### Text block
Raptors have some of the most acute vision known to all animals. The eyes are relatively massive and clearly the most important sense of all. Much of their biology, behaviour and hunting strategies depend wholly upon eyesight. Owls too have incredible vision though experiments have proved that Barn Owls can successfully hunt mice in absolute darkness by hearing alone. Here are some fascinating facts about the avian eye.
Raptors see "off spectrum"
Diurnal raptors see colour better than we do and there is evidence of being able to see “off spectrum” light invisible to us such as ultraviolet and infra-red. Urine trails of rodents are the classic example, variously proved and disproved, that can lead a kestrel to hover overhead explaining how, in the absence of mice, they can detect their presence. Warm currents of air in thermals can be “seen” by hawks who will fly towards them to rise, before they are detectable by humans.
Birds see colours invisible to humans
Cones come in different flavours depending on which pigment they contain, different pigments detect different colours. Humans have 3 pigments: red, green and blue. Birds have 5 pigments which gives them greater sensitivity to certain colours, allowing them to see more different shades of some colours, such as red than we can.
Raptors have excellent image processing software
The retina of raptors, like ours, is covered with light reception cells. Colour receptors are called cones and light preceptors are called rods.

### Source data
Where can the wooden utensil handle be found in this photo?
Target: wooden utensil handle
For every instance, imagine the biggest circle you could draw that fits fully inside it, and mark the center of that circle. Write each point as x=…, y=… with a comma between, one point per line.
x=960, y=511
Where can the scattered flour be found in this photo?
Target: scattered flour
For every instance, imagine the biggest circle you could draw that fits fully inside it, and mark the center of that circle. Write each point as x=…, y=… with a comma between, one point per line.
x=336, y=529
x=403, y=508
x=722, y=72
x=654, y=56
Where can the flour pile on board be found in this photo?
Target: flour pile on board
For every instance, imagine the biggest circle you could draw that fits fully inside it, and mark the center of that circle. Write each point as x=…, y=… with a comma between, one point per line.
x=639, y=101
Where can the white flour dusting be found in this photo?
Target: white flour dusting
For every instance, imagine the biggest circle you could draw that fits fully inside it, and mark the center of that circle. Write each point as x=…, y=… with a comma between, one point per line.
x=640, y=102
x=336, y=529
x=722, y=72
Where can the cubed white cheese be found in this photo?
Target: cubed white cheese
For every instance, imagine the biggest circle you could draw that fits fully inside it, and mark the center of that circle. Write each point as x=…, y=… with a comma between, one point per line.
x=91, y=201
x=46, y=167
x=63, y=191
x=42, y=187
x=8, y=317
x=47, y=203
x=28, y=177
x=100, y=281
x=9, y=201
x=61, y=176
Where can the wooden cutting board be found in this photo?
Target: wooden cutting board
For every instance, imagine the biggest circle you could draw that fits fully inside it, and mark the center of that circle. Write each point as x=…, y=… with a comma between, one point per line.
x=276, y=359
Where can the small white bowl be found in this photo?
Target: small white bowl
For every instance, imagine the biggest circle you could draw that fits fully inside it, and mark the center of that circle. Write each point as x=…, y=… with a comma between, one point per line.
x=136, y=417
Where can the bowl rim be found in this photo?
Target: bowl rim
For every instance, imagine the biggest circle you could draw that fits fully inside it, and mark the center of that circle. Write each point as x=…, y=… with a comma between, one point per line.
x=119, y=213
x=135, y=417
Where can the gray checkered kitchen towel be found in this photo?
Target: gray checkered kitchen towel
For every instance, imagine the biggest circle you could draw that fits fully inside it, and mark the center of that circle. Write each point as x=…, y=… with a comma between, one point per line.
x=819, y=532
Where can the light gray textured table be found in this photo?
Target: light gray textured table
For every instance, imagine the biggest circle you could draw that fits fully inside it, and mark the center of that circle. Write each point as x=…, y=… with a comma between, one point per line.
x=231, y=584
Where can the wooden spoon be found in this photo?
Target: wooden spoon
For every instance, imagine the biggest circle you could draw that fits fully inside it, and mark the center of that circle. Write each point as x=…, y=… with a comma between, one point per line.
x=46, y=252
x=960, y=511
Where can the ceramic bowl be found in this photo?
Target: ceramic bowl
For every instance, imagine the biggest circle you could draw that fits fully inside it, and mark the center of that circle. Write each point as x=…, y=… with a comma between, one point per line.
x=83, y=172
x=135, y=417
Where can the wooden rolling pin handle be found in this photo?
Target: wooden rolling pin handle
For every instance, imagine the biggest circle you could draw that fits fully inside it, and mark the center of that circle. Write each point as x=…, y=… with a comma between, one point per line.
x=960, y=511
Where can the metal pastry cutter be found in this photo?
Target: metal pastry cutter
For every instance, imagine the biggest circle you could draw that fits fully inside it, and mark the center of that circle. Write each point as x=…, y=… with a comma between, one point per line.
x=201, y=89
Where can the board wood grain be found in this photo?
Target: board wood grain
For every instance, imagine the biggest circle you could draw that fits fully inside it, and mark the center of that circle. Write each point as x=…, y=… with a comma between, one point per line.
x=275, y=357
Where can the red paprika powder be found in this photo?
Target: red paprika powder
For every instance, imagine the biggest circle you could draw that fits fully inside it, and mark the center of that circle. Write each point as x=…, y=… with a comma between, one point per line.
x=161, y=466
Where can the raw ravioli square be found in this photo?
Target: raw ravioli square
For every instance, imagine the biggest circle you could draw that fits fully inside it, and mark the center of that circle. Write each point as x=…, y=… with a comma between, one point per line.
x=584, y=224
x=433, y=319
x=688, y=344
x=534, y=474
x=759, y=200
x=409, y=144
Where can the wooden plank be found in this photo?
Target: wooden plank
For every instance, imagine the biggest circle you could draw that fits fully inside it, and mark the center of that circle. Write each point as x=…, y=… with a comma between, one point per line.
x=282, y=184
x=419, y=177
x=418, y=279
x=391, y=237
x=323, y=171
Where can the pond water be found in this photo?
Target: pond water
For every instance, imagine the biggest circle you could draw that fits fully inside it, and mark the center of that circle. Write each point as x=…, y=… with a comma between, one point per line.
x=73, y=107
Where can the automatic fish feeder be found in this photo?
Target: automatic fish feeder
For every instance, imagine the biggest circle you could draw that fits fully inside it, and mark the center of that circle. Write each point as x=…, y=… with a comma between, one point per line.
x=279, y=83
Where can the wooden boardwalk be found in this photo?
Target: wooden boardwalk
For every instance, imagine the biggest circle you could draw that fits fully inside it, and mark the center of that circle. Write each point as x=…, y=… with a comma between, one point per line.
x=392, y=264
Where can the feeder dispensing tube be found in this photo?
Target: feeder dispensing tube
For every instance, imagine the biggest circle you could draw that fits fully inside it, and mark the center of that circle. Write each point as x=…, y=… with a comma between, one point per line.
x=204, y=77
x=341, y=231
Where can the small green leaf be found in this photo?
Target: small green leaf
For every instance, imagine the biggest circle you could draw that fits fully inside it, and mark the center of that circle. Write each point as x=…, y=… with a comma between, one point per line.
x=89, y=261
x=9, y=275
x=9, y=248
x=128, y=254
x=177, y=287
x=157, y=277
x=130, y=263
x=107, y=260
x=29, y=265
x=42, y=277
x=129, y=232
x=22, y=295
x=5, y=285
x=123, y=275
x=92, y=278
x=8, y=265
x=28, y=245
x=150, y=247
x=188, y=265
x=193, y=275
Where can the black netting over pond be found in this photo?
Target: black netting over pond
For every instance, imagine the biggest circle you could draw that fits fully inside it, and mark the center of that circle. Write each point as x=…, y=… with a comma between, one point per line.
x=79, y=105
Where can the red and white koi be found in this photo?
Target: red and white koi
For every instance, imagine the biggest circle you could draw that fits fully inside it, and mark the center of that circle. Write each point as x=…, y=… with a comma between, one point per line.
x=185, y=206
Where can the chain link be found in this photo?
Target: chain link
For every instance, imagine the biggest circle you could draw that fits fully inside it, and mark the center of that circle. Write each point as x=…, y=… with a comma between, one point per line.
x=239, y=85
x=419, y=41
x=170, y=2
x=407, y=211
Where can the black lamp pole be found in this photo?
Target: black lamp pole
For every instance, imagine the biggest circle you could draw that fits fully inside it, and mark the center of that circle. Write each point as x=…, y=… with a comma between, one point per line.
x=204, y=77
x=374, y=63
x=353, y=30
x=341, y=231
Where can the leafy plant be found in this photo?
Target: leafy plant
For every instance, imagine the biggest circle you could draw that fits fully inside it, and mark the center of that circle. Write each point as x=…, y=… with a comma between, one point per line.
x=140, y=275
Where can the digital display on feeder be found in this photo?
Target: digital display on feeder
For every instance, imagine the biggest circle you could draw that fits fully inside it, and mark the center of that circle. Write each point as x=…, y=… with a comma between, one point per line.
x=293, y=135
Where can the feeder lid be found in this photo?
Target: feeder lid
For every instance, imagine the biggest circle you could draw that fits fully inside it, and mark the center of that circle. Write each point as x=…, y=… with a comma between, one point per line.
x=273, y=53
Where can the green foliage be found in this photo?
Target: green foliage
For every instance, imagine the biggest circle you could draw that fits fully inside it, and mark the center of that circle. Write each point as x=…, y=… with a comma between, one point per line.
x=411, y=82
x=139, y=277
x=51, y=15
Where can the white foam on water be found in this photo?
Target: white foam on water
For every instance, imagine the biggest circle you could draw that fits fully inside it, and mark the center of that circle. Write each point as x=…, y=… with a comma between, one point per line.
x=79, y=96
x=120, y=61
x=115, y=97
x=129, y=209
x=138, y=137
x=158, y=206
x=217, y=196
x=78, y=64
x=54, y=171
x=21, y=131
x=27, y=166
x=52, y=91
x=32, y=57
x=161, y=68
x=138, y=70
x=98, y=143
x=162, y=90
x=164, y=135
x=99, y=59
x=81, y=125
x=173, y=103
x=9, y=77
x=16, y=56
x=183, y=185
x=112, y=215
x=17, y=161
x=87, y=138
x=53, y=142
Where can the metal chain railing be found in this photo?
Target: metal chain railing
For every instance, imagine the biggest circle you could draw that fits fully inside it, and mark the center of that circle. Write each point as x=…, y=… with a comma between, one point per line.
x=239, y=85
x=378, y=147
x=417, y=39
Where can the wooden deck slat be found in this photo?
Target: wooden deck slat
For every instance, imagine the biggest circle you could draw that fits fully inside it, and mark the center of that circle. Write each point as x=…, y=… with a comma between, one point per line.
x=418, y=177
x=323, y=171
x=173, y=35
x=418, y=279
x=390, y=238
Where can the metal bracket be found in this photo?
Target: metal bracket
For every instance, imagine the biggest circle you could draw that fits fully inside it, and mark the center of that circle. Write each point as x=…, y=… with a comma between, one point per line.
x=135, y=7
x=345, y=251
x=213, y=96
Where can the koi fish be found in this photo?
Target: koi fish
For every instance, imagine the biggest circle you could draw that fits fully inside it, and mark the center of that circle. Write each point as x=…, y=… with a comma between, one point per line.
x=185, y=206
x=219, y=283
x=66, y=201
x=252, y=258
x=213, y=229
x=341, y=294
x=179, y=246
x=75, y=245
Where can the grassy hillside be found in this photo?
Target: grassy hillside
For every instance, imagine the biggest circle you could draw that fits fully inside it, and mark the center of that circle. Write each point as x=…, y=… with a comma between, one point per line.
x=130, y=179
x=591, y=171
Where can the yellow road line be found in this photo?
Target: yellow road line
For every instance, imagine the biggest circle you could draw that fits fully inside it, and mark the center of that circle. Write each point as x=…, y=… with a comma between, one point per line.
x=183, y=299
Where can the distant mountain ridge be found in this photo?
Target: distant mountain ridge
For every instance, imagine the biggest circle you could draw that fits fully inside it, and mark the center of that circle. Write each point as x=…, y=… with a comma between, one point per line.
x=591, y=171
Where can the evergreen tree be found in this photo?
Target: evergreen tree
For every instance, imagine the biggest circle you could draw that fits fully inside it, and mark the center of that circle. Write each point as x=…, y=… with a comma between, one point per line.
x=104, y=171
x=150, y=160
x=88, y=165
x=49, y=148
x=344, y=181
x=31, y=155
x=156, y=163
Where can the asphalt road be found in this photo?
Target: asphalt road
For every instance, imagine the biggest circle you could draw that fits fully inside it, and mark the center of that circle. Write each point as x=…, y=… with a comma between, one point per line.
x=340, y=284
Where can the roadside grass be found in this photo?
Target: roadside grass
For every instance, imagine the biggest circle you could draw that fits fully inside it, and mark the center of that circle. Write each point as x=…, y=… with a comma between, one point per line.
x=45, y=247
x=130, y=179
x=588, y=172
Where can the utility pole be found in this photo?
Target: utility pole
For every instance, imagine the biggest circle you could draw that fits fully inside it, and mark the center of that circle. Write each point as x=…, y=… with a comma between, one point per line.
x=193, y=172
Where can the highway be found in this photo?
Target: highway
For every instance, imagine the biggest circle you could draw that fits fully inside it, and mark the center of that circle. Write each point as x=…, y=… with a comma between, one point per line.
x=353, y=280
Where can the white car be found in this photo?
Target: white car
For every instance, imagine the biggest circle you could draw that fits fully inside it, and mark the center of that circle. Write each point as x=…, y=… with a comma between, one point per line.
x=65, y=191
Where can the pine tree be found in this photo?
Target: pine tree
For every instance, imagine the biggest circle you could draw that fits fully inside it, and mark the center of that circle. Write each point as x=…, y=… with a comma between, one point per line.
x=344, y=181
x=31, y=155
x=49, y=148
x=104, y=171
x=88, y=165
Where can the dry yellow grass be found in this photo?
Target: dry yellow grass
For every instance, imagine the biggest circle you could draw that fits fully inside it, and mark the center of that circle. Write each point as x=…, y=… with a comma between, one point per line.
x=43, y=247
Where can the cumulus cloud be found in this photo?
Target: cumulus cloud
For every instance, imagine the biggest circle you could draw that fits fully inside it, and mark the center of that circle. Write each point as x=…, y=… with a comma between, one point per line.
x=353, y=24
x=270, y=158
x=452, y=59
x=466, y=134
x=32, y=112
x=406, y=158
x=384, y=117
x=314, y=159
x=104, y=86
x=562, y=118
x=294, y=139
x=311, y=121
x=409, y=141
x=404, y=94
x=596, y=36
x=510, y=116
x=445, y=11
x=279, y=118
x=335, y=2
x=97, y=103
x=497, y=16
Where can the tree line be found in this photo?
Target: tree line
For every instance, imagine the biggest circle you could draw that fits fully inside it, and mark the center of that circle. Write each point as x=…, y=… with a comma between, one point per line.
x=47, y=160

### Actions to take
1 - According to the text on raptor vision, how many pigments do birds have?
2 - Pick up the text on raptor vision after its last sentence and continue it.
The entries have no connection to the text on raptor vision.

### Responses
1 - Birds have five pigments.

2 -
Owls have very few to no cones so, like many nocturnal animals, they do not see colour. But they have many rods and see light at a luminance value far below that of a human or even a cat, meaning they have excellent night vision.
Diurnal raptors like the Augur Buzzard have about 2-3 times more colour and light receptors on the retina than humans. Like us they have areas where the concentration of receptors is very dense, called a fovea. Humans have one central fovea, most diurnal raptors have two and can be 9-15 times greater than our central fovea. The image quality comparison can be likened to us seeing a 500kb image and them seeing a 5MB image. They have better “software” to process the image and see much more detail.
No burn-out images and glare
Birds have a pecten, a spongy comb-like protuberance on the retina that is highly vascularised. It provides oxygen to the surface of the retina…which in mammals almost works anaerobically. It appears to obscure vision to some part of the retina but this is overcome by the brain. This means birds can instantly see a flash and instantly not see it. We on the other hand continue to “see” a flash well after it is over. Having more oxygen provided by the pecten means the cones and rods are more sensitive and able to remove this burn-out image.
The cones and rods also have a mechanism that can push a red lipid to the front to protect the cells from direct sunlight. It is thought that these can mask highlights for example, allowing a raptor to shield its eye from glare and see beyond it.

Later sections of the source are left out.